▶ TEXT PASSAGE
Nelson Andrade–Garcia is a native and citizen of Guatemala who entered the United States illegally in 1998, 2005, and 2013. He was apprehended and ordered removed on June 19, 2013, and was removed a day later.

Two weeks later, on July 4, 2013, Andrade–Garcia reentered the United States again and was apprehended near the border. He conceded that he entered the country illegally and admitted that he had previously been removed pursuant to a removal order. The government issued him a notice of intent to reinstate the prior removal order. Andrade–Garcia expressed a fear of returning to Guatemala, so the government referred his case to an asylum officer for a reasonable fear hearing.

▶ EXERCISE TASK
According to the text about Andrade–Garcia, on what date did he reenter the United States after being removed? The lines that follow have no connection to the text about Andrade–Garcia.

▶ SOURCE MATERIAL
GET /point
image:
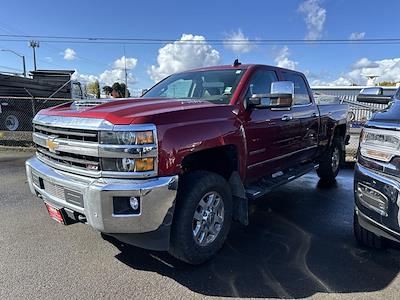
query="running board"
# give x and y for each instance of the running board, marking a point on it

▶ ANSWER TO THIS TASK
He reentered the United States on July 4, 2013.